::: Teks yang Diberikan :::
Beberapa waktu yang lalu, saya terkagum mendengar perkataan seorang tetangga mengatakan kepada anaknya, berusia 12-13 tahun, yang sedang berlatih memotret untuk pertama kalinya. Sang ibu memberi saran, “Bukan begini, foto yang bagus itu foto yang bercerita atau menceritakan sebuah kisah/cerita”
Terus terang saya tercengan dan sekaligus kebingungan mendengar perkataan tersebut. Pada saat yang bersamaan, saya juga sangsi apakah si anak memahami saran tersebut dengan baik.
Topik tentang foto bercerita merupakan topik “berat” karena berbau filosofis. Interpretasi terhadapnya akan sangat bersifat subyektif dan tidak memiliki standar yang pasti untuk dijadikan patokan. Topik yang satu ini lebih condong pada definisi fotografi sebagai “seni melukis” cahaya.
Pembahasan teori seperti ini akan bisa membuat dua fotografer kawakan sekalipun menghabiskan waktu seharian sekedar untuk berdebat dan bisa tetap tidak menemukan titik temu.
Itulah alasan mengapa banyak artikel di internet terkait bahasan ini bervariasi sekali. Tidak ada yang sama atau saling mendekati. Masing-masing memiliki argumen dan sisi pandangnya tentang apa itu foto bercerita dan bagaimana membuatnya.
Semua adalah karena hampir tidak mungkin mendapatkan konsensus umum untuk dijadikan teori standar. Itu juga landasan mengapa saya membuat sebuah tulisan berjudul “Foto bercerita : Mitos atau Fakta?”.
Saya tidak bisa 100% menerima pandangan bahwa sebuah foto bisa menceritakan sesuatu tanpa bantuan media lain, seperti teks atau foto lainnya.
Topik berat dan sulit dipahami karena menyangkut subyektivitas manusia.
Bisa bayangkan seorang anak yang baru belajar memegang kamera sudah diminta membuat foto yang bisa menceritakan sebuah kisah/cerita kepada yang melihat?
Pasti bingung.
Memang, pada dasarnya setiap foto menceritakan sesuatu (ide/kisah/cerita) kepada yang melihat
Saya sendiri memiliki sebuah pandangan terhadap sebuah foto.
Pada dasarnya, memang sebuah foto menceritakan sebuah ide, kisah, atau cerita kepada yang melihat. Baik foto tersebut diambil oleh seorang fotografer profesional atau orang yang baru belajar memotret, ia tetap bercerita.
Penjelasannya sebagai berikut
- seseorang memotret atau membuat foto sesuatu biasanya berlandaskan pada sebuah “ide” yang keluar dari benaknya ketika melihat sebuah obyek
- kemudian, ia merekam obyek tersebut (dengan cara dan pengetahuannya) untuk ditunjukkan (diceritakannya) kepada orang lain
Sesederhana apapun idenya, ia sudah berusaha menyampaikannya lewat fotonya.
Seorang penulis akan membagikan ide atau yang dirasakannya lewat teks, huruf, dan menyusunnya agar ide itu tersampaikan kepada orang lain. Seorang fotografer, pemotret memilih media yang berbeda, yaitu foto.
:::
• Tugas Singkat
Teruskan tulisan tentang foto bercerita di atas, mulai dari sesudah kalimat terakhirnya.
::: Materi yang Ditampilkan :::
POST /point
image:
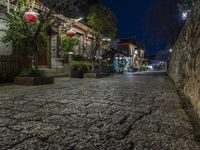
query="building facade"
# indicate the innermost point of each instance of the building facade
(133, 54)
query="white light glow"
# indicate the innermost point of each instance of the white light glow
(184, 15)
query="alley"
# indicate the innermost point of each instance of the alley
(122, 112)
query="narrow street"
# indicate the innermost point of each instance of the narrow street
(138, 112)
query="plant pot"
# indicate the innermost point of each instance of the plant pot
(28, 81)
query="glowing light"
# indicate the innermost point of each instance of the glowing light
(184, 15)
(30, 17)
(70, 33)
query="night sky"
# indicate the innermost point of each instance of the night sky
(131, 15)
:::
• Keluaran yang Diharapkan
Contohnya saja, ketika seseorang melihat bunga dan merasa bunga tersebut cantik dan menarik, ia merasa perlu membagi apa yang dirasakannya kepada orang lain.
Ia pada dasarnya sudah mencoba bercerita.
Dari sudut pandang ini, foto yang dihasilkannya, sejelek apapun, sebenarnya sudah berusaha menyampaikan sebuah cerita, dari sudut pandang si pemotret.
Masalah yang dihadapi terangkum dalam sebuah pertanyaan, “Apakah cerita tersebut sudah sampai ke orang yang melihat?”
Sama persis dengan menulis atau berbicara, tidak semua cerita bisa tercerna dan tersampaikan dengan baik. Kesalahan dalam memilih diksi/kata bisa menyebabkan sesuatu yang diceritakan penulis atau pembicara tidak diterima dengan baik oleh pembaca atau pendengar.
Namun, tidak berarti bahwa mereka tidak sedang menceritakan sesuatu. Hal itu sudah dilakukan oleh penulis atau pembicara.
Begitu juga halnya dalam fotografi, seorang pemotret dengan kamera sudah mencoba menyampaikan sebuah ide/cerita/kisah dari apa yang dilihatnya lewat medium foto. Ketika yang melihat tidak memahami, bukan berarti ia tidak berusaha untuk bercerita.
Oleh karena itu setiap foto pada dasarnya harus dianggap sudah bercerita, terlepas dari yang melihat mengerti atau tidak ceritanya.
Mengapa seseorang tidak memahami cerita yang disampaikan sebuah foto?
Ada banyak alasan mengapa seseorang tidak paham ketika membaca sebuah buku. Padahal, menurut penulisnya, buku tersebut sudah dibuat dengan kemampuan terbaik.
Alasan-alasan itu bisa berupa perbedaan pengetahuan, minat, pendidikan, cara pandang, dan banyak lagi lainnya
Sebagai contoh dari alasan, buku teknik sipil tidak akan dipahami oleh seorang ibu rumah tangga yang tidak pernah mengeyam pendidikan di bidang itu. Iya kan?
Begitu juga sebuah foto.
Ketika yang melihat tidak memahami cerita yang disampaikan lewat foto seorang fotografer, hal itu bisa diakibatkan hal yang sama.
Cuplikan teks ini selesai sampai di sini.